Collected data entries
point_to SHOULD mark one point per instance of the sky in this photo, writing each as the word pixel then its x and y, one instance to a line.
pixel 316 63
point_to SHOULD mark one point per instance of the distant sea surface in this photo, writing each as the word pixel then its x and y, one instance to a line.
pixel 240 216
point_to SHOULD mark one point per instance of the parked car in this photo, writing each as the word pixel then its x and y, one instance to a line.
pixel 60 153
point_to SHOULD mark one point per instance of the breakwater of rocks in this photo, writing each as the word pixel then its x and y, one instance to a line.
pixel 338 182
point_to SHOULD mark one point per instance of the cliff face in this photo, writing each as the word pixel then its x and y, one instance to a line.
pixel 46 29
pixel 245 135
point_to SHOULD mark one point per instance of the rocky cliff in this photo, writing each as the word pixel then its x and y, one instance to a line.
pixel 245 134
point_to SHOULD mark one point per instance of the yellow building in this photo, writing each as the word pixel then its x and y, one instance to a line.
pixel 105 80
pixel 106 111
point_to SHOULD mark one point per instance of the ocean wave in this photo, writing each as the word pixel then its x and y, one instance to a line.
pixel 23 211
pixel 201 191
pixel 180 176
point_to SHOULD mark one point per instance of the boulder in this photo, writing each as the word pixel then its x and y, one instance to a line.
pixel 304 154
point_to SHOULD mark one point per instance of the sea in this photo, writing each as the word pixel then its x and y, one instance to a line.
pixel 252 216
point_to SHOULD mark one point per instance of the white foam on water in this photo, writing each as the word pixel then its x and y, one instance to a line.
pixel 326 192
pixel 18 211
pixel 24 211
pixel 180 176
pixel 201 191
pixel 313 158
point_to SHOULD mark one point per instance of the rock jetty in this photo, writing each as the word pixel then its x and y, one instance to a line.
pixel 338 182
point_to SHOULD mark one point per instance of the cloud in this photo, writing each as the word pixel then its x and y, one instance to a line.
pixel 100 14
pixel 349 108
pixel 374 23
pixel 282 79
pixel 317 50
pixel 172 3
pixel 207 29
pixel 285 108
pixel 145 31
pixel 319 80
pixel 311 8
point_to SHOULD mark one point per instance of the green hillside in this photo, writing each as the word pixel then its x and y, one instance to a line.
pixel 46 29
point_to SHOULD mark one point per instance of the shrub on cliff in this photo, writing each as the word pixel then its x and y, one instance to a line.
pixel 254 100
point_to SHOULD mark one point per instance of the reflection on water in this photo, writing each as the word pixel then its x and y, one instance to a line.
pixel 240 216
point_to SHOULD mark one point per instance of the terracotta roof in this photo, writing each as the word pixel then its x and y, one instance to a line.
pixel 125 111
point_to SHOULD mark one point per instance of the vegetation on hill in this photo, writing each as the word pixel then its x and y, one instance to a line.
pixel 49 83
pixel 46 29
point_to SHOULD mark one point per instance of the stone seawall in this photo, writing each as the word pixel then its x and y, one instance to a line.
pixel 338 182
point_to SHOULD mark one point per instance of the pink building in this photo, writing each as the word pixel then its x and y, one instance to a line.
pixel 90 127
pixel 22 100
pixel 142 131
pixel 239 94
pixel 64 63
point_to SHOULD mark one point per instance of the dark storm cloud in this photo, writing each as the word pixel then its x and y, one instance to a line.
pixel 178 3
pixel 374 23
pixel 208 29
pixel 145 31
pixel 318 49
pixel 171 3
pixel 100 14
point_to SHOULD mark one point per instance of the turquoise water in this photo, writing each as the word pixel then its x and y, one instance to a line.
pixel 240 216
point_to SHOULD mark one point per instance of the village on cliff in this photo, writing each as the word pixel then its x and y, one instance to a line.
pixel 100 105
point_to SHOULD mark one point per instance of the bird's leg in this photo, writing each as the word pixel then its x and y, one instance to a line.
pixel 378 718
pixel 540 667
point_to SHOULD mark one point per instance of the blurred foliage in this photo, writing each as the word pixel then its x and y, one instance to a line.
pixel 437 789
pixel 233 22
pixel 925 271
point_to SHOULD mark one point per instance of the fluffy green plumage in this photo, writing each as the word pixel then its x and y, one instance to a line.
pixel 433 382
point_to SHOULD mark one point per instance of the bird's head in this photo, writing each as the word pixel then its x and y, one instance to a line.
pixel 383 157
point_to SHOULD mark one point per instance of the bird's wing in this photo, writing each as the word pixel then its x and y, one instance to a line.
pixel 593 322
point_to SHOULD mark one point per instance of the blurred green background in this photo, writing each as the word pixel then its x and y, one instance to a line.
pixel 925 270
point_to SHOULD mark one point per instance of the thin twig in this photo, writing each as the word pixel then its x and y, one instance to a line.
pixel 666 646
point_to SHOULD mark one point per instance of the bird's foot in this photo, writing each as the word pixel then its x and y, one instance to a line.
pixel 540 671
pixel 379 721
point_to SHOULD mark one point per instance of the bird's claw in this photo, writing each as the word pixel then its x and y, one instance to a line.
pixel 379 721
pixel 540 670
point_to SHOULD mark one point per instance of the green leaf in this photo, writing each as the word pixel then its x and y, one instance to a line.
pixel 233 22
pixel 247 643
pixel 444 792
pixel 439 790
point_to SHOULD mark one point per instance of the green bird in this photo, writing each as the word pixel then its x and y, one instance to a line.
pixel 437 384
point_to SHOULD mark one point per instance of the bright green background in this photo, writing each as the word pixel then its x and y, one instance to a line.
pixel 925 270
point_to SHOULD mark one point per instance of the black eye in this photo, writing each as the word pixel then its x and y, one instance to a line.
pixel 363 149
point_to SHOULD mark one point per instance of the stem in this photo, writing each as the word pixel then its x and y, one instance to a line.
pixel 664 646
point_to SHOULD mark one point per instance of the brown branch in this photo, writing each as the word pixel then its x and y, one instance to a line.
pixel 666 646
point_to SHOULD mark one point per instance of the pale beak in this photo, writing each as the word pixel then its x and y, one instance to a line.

GOAL – Quote the lines running from the one with "point_to SHOULD mark one point per instance of the green leaf" through the end of the entries above, keeping every character the same.

EXERCISE OUTPUT –
point_to SHOULD mark one point per instance of the green leaf in this photo, writing each as the word pixel then its x and y, one instance to a line.
pixel 233 22
pixel 247 643
pixel 444 792
pixel 439 790
point_to SHOULD mark one point per instance of the green bird in this photo, writing each as the word pixel then its x and y, one instance to a line.
pixel 437 384
point_to SHOULD mark one point per instance of the bright green background in this photo, writing each as the word pixel then its x and y, one instance to a line.
pixel 925 270
point_to SHOULD mark one point per instance of the black eye in this photo, writing each as the word pixel then its x and y, one instance to a line.
pixel 363 149
point_to SHOULD mark one point per instance of the stem in this photo, writing each as the word pixel then its x and y, one instance to a line.
pixel 664 646
point_to SHOULD mark one point per instance of the brown branch in this photo, writing each as the word pixel then its x and y, one instance to a line.
pixel 666 646
point_to SHOULD mark one point per instance of the pale beak in this photo, writing each as the word pixel then its x and y, one instance to a line.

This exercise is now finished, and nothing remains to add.